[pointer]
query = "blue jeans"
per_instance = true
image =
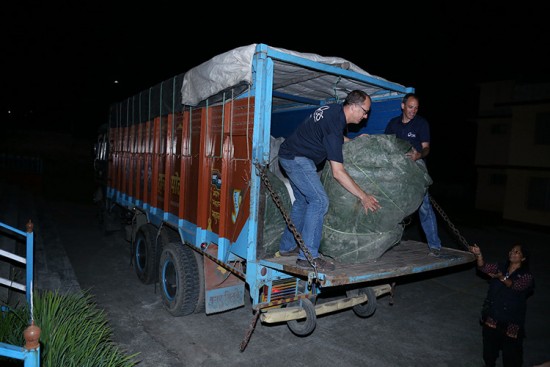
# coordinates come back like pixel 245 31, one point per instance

========

Rewrite the listing above, changing "blue jeans" to "denim jacket" and keeping everything else the same. Leave out the pictures.

▶ [RESULT FOR THIS EXERCISE]:
[pointer]
query = "denim jacket"
per_instance = true
image =
# coordinates come back like pixel 245 31, one point per instance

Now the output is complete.